MATERIAL TO PROCESS:

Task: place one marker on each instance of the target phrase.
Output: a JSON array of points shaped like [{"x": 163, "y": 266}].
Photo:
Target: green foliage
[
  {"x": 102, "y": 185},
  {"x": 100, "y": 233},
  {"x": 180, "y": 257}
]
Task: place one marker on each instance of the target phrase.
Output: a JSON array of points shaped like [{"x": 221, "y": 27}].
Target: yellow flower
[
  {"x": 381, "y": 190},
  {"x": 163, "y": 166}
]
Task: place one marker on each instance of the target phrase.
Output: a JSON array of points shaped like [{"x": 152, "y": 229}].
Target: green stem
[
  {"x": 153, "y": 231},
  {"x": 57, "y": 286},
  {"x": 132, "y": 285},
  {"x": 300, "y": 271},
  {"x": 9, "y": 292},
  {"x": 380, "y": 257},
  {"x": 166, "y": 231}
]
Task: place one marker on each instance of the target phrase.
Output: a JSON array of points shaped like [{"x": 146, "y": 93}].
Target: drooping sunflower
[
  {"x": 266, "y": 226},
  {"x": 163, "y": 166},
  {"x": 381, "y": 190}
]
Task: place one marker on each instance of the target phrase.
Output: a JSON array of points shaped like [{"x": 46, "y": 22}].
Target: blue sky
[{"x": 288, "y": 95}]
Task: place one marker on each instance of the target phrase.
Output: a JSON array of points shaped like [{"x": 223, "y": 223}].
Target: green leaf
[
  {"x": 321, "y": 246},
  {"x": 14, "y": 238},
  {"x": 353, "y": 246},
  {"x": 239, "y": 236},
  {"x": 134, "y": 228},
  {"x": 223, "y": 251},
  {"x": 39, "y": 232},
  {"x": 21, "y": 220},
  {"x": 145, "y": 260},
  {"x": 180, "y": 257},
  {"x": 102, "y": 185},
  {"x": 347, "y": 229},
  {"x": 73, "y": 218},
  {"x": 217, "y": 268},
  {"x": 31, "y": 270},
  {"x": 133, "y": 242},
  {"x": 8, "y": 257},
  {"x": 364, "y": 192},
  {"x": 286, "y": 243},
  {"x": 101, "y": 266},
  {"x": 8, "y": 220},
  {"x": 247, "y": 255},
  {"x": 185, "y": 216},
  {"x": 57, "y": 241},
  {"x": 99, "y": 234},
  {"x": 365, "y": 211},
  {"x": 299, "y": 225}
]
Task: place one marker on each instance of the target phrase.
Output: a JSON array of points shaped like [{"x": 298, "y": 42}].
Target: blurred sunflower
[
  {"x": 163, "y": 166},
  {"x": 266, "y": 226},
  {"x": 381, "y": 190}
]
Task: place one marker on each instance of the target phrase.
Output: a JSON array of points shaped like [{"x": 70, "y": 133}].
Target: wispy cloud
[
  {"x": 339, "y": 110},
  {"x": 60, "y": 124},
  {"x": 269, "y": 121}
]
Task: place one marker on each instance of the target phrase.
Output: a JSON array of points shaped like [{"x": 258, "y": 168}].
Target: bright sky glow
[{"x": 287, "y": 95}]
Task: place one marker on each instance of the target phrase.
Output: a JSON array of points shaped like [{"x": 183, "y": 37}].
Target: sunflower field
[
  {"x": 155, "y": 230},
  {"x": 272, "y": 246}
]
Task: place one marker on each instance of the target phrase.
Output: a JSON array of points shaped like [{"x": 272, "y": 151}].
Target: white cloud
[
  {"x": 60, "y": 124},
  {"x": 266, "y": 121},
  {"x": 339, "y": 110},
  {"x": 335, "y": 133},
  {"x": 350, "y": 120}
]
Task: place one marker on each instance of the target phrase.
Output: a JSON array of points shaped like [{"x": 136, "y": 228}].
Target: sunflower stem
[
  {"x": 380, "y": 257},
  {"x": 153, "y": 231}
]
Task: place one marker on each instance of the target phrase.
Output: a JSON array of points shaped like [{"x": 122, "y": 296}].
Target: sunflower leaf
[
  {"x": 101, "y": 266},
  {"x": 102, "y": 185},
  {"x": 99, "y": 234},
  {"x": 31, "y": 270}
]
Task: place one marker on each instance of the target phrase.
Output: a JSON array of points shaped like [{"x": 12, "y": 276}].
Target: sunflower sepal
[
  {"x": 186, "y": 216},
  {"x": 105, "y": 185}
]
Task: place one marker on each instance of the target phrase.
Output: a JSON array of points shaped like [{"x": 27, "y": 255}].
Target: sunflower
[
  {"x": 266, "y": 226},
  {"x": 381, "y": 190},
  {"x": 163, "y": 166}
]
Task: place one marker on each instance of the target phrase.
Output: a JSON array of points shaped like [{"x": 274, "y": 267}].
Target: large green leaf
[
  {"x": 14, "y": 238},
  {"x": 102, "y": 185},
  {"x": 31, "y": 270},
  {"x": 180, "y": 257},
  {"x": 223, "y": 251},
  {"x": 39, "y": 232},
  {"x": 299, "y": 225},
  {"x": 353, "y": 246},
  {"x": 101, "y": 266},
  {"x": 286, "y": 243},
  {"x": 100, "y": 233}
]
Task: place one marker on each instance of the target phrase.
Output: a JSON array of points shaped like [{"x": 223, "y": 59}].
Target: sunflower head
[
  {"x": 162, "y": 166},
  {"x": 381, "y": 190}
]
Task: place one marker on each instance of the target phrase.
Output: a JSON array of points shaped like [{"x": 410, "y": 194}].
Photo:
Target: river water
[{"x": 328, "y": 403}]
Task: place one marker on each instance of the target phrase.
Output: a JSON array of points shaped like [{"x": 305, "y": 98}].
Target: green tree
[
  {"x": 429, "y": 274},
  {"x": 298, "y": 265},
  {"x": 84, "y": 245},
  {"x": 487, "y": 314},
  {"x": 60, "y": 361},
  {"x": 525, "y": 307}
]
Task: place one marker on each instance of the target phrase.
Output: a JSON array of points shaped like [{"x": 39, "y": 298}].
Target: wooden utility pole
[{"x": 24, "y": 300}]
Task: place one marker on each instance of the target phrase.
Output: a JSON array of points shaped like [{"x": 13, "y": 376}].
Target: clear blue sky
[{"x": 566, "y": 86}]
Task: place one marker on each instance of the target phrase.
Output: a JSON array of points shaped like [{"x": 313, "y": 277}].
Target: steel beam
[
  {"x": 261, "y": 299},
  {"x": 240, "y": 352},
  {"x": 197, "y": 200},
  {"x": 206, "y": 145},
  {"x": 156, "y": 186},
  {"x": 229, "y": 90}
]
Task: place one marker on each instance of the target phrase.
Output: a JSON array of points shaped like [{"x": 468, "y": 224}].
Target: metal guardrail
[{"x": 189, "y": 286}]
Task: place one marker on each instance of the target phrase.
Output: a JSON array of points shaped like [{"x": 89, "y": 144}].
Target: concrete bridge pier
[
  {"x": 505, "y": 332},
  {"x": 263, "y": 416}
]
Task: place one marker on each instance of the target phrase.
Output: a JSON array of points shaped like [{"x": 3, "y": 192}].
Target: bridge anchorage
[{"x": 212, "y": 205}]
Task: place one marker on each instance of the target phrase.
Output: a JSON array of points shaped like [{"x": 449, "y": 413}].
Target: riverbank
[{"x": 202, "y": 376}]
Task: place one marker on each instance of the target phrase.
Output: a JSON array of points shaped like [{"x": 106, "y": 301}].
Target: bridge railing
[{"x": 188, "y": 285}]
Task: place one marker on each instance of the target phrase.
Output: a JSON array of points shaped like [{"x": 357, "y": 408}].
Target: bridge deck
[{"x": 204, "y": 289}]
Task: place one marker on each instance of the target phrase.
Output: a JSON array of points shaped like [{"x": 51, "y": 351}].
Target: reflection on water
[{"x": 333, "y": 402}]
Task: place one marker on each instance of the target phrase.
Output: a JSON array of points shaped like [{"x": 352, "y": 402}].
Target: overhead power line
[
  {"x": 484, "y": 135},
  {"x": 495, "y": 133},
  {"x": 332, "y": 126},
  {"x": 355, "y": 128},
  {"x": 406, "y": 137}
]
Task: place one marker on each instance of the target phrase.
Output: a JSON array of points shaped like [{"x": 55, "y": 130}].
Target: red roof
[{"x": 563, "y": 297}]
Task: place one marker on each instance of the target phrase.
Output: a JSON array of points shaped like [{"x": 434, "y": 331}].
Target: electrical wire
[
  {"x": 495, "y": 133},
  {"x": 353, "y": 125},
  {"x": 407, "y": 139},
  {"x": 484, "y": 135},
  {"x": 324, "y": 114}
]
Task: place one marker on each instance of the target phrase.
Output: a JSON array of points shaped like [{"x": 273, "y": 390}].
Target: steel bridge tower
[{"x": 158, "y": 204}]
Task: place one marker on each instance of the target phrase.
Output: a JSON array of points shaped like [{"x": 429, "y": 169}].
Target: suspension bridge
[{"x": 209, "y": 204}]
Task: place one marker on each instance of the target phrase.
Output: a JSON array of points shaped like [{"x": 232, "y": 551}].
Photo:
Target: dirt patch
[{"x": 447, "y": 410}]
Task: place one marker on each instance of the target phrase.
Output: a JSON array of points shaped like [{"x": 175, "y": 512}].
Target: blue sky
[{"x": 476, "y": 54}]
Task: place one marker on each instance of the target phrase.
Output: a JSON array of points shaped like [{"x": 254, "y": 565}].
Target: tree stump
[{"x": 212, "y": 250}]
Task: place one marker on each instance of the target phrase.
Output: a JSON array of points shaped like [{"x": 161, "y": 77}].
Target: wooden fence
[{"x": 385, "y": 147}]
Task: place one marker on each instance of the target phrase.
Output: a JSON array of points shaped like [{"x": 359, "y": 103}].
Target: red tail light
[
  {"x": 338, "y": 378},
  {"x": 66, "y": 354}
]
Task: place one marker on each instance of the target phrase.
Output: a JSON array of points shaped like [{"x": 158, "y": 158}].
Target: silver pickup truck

WHAT IS NEEDED: The answer should be the exact lines running from the line containing "Target: dirt patch" to the last line of the entries, with nothing else.

WRITTEN REPLY:
Target: dirt patch
[{"x": 447, "y": 410}]
Task: place one marker on each instance of the target phrase.
Output: a JSON array of points shaped like [{"x": 175, "y": 512}].
Target: blue sky
[{"x": 476, "y": 54}]
Task: place one marker on each instance of the target phrase.
Output: a JSON array of points shaped like [{"x": 254, "y": 565}].
Target: tree stump
[{"x": 212, "y": 250}]
Task: place one marker on each instance of the target phrase.
Output: a JSON array of points shaped like [{"x": 161, "y": 77}].
Target: wooden fence
[{"x": 385, "y": 147}]
Task: place one marker on each instance of the target phrase.
Output: a JSON array of points shaped like [{"x": 359, "y": 103}].
Target: red tail light
[
  {"x": 338, "y": 378},
  {"x": 66, "y": 354}
]
Task: place one marker on each instance of the target phrase.
Output: a JSON array of points shaped like [{"x": 158, "y": 158}].
Target: silver pickup truck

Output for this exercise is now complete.